** Start **

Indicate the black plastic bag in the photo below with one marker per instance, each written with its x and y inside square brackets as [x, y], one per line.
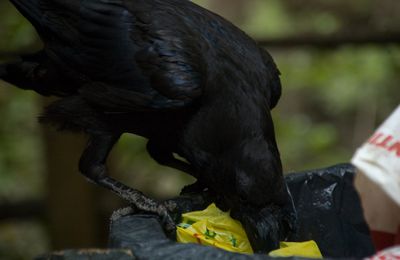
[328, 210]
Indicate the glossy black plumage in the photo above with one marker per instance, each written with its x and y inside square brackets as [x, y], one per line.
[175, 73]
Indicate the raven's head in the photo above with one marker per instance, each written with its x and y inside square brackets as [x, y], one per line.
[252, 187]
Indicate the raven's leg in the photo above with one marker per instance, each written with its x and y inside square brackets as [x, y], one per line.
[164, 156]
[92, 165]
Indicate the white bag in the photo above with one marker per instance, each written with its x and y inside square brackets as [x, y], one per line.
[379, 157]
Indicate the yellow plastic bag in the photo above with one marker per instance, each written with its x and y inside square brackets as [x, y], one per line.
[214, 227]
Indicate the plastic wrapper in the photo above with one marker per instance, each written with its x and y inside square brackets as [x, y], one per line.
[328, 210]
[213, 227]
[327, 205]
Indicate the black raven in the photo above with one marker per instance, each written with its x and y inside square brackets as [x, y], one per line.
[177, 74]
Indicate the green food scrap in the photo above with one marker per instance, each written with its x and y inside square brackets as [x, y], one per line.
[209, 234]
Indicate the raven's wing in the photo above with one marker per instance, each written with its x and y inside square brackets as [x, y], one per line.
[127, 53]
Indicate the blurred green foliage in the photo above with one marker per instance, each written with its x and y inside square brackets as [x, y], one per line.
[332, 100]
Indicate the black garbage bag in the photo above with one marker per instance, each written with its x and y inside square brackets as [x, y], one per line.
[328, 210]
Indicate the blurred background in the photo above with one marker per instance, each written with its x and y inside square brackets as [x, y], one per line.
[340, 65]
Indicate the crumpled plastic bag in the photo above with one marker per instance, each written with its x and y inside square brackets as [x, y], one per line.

** End **

Reproduce every row above word for word, without the pictures.

Solved exercise:
Indicate the black plastic bag in the photo below with one marker per instance, each written with its x and y inside square brackets as [x, y], one per line.
[328, 210]
Indicate the glossy black plumage in the photo above with one marker per instance, each written with its x and y inside square brackets as [x, y], one per line.
[175, 73]
Indicate the raven's head in the photo above with one marker per instance, each written with its x and y inside square brackets as [x, y], one per line.
[252, 187]
Indicate the raven's leg in the photo above with one marker per instance, each written with its x and y inside square brackets as [x, y], one per line.
[164, 156]
[92, 165]
Indicate the white bag in the photo above with one marker per instance, each written with its x and y inside square brackets as [x, y], one per line.
[379, 157]
Indicate the yellow plastic bag in the photo above with one marker per instance, each written with its x and y inside square brackets as [x, y], one per line.
[214, 227]
Indicate the plastic wrapper in the photo above with one marker per instance, each written with its x and y inside square brackets as [x, y], one per line.
[328, 210]
[213, 227]
[327, 205]
Indicate the black raven in the photo above with one marker per instance, each written with its x and y inside square brackets as [x, y], one per line.
[177, 74]
Indicate the green food scrap in the photo above with one marker per instance, each written with its x and y inside square brackets as [x, y], one per line.
[209, 234]
Indicate the raven's wing in the photo above with one marker per instance, each written with its x and y inside square brackets as [x, y], one per line.
[127, 53]
Indicate the blurred green foliage in the photo above with one marker per instance, each written with its x and y inside square brackets as [x, y], one per line.
[332, 100]
Indicate the black garbage bag in the photo above with one marker per instance, each written with its x and y inside square brackets as [x, y], one per line.
[328, 210]
Indicate the blurred background in the photo above with one marker per instance, each written with its x and y inside square brackets as [x, y], one per line.
[340, 65]
Indicate the crumpled plastic bag in the photo above with one marker per instance, each written with its x and y inside square brackets as [x, y], one per line.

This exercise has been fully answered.